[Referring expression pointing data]
= = = =

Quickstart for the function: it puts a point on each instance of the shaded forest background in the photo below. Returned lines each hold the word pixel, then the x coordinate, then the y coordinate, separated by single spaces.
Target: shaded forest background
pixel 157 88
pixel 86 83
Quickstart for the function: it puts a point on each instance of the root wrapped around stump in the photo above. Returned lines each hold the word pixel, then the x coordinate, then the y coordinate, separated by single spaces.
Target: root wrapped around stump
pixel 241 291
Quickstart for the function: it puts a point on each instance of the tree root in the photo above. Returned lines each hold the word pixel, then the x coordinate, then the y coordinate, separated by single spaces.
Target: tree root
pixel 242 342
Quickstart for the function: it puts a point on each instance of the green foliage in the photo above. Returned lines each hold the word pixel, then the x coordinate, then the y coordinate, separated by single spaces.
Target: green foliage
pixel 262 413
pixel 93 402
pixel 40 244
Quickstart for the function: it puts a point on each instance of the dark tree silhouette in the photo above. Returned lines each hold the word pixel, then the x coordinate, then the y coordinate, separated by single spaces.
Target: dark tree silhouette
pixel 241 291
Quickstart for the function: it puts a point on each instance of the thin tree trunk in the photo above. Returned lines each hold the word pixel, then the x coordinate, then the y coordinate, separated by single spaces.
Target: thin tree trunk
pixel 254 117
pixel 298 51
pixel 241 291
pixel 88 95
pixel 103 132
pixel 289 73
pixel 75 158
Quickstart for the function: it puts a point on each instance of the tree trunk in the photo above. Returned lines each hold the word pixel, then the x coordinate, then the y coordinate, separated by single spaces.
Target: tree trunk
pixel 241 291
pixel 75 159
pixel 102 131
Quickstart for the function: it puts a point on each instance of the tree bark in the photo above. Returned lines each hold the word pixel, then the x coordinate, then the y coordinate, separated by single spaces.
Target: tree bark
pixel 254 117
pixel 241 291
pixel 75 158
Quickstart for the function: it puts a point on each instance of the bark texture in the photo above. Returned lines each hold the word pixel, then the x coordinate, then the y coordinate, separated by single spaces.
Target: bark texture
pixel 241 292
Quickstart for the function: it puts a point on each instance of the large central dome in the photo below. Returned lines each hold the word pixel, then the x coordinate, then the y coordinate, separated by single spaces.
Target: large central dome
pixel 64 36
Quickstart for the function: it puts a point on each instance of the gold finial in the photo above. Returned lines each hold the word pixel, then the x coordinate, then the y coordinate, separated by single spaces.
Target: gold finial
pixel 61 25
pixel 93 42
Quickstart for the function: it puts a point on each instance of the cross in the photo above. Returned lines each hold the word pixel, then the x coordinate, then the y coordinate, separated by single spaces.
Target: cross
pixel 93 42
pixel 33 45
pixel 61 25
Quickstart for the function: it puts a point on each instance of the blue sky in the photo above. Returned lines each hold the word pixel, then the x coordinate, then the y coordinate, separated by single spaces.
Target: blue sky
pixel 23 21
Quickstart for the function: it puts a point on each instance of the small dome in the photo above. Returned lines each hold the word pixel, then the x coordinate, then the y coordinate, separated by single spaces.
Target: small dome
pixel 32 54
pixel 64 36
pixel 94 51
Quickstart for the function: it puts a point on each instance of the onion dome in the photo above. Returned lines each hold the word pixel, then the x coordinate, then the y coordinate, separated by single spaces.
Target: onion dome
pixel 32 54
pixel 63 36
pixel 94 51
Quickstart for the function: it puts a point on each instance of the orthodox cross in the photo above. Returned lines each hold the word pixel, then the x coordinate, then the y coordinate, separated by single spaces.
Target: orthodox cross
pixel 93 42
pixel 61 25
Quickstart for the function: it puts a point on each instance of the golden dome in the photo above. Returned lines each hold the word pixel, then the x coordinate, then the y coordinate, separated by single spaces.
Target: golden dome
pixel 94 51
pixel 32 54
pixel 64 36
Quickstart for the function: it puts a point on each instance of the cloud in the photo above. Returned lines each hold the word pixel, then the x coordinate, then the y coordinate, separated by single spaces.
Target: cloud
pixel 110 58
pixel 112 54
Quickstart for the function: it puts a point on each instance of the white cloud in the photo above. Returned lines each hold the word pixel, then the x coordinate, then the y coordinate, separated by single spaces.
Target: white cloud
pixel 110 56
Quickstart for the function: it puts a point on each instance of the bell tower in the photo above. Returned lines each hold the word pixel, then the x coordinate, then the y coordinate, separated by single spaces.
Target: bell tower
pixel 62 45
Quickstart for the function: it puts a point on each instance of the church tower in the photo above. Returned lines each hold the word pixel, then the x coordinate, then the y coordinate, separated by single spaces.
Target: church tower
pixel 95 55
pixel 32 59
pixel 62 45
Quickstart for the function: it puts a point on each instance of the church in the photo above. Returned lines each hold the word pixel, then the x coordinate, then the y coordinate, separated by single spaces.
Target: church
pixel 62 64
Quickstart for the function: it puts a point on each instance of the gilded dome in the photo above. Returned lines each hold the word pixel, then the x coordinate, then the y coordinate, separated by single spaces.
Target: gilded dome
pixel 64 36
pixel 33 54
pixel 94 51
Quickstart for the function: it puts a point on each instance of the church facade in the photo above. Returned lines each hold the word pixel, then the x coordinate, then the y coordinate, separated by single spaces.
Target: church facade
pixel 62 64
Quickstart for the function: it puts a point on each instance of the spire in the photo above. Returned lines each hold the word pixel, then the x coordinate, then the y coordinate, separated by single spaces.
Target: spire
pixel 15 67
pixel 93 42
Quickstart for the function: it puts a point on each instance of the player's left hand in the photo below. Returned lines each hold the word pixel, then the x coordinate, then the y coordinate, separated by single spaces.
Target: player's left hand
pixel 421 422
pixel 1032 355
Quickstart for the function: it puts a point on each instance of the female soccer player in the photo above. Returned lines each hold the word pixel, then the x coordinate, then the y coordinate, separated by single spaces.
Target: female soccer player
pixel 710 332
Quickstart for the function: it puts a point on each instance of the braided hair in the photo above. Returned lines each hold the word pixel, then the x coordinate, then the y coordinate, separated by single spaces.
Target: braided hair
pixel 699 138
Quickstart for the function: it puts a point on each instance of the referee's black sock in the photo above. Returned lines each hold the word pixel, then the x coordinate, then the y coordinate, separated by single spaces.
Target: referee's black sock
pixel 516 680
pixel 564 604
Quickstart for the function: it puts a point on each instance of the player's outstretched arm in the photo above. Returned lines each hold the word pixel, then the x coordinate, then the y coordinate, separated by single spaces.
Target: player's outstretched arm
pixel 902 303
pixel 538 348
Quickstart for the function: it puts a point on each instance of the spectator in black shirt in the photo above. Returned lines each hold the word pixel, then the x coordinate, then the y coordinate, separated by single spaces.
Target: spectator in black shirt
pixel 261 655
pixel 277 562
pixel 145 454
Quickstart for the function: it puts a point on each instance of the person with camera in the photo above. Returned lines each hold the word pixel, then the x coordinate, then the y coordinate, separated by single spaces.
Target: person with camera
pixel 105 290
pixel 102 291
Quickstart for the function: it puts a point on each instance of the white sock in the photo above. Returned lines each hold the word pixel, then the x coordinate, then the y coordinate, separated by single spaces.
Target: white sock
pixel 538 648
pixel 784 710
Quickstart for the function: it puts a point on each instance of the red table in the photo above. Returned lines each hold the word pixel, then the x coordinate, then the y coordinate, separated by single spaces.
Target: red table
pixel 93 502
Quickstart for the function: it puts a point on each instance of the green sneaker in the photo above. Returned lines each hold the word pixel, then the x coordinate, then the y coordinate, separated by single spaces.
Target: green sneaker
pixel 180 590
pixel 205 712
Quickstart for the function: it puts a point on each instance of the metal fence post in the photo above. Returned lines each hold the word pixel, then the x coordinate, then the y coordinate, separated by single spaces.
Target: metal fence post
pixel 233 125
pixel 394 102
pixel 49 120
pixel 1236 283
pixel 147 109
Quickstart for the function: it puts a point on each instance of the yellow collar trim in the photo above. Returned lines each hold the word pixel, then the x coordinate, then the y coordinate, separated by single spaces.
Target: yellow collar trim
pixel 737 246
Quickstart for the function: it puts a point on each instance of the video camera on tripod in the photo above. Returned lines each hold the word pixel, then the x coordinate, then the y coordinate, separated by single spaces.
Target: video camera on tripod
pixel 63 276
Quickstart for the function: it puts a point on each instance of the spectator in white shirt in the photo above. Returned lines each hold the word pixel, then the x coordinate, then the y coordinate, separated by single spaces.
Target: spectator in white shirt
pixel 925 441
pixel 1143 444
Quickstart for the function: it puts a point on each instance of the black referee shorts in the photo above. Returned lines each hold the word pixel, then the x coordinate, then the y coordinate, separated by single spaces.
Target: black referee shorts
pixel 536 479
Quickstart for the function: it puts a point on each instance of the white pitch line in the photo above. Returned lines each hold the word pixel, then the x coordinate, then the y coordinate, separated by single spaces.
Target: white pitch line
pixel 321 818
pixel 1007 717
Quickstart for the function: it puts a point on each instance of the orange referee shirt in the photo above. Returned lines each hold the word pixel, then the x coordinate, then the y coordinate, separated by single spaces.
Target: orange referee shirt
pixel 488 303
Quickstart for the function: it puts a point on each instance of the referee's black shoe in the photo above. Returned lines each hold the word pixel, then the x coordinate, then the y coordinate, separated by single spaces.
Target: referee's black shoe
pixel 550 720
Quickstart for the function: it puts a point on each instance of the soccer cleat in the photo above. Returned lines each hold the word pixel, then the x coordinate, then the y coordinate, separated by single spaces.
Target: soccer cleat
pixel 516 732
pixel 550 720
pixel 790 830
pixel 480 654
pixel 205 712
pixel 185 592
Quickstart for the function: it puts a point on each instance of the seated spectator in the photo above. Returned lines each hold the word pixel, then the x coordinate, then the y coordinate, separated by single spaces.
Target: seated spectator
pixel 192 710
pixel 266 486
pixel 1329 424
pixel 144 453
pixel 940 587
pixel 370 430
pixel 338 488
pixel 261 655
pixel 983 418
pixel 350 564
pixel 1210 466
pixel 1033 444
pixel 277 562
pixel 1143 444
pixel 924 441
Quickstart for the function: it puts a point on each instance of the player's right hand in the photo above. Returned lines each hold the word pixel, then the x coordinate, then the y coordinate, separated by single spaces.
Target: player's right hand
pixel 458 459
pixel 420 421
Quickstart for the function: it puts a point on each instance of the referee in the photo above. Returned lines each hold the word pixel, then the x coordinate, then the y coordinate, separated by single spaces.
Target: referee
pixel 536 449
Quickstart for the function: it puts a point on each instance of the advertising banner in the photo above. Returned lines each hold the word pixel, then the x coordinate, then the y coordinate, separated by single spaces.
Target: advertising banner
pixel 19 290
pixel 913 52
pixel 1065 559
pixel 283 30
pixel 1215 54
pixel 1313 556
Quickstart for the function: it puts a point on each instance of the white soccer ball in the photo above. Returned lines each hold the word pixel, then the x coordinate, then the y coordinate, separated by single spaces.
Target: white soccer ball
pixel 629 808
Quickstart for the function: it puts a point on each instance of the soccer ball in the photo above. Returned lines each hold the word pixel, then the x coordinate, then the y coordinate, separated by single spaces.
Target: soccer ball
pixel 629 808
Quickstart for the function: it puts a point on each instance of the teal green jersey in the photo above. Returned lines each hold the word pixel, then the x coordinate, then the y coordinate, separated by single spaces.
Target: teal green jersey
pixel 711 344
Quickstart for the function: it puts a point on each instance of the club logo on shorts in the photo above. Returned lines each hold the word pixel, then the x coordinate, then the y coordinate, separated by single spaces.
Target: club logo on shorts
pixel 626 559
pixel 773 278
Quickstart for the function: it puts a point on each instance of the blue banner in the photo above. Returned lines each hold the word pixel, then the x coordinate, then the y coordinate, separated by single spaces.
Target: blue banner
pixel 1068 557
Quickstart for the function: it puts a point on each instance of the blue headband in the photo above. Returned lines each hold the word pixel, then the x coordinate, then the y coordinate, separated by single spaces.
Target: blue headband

= = = =

- [TASK DETAILS]: When you reach the line holding "of the video" in the records above, begin reproducing exactly, stop after the line holding "of the seated", and output nothing else.

- [RESULT FOR THIS TASK]:
Quickstart for the function: it puts a point on each instance of the video camera on tripod in the photo above. Returned lines each hold the word pixel, then the x coordinate, then the y coordinate, separated by single spaces.
Target: video camera on tripod
pixel 63 276
Quickstart for the function: it puts a point on each instance of the spectator in white shirt in the photo above. Returned lines each hold the word pixel, then the x coordinate, then the y coordinate, separated by single spaces.
Target: spectator in white shirt
pixel 925 441
pixel 1143 444
Quickstart for the function: it puts a point on each instance of the black referee shorts in the photo above. Returned lines each hold the word pixel, then the x coordinate, then the y coordinate, separated by single spaces.
Target: black referee shorts
pixel 536 479
Quickstart for the function: it puts a point on each instance of the white pitch line in the photo above. Returned lines each hold the word pixel, then the x coordinate, then the y coordinate, separated by single spaces.
Target: white pitch line
pixel 321 818
pixel 1007 717
Quickstart for the function: it puts a point on each instance of the orange referee shirt in the photo above. Returned lines each hold the word pixel, then the x coordinate, then the y coordinate, separated by single spaces.
Target: orange referee shirt
pixel 488 303
Quickstart for the function: it puts a point on each instance of the referee's black shoe in the photo above. Returned lines each hold the word pixel, then the x coordinate, then the y coordinate, separated by single spaces.
Target: referee's black shoe
pixel 550 720
Quickstart for the function: it puts a point on each instance of the soccer cleat in the photo above. Returned lines each hold the word pixel, then the x coordinate, then the y coordinate, separated by single spaces.
Target: soccer cleat
pixel 516 732
pixel 550 720
pixel 790 830
pixel 480 654
pixel 205 712
pixel 185 592
Quickstart for the function: it puts a point on each instance of the seated spectator in the photo above. Returned lines each hold the word pixel, then the x coordinate, then the y coordinate, separated by single spaces.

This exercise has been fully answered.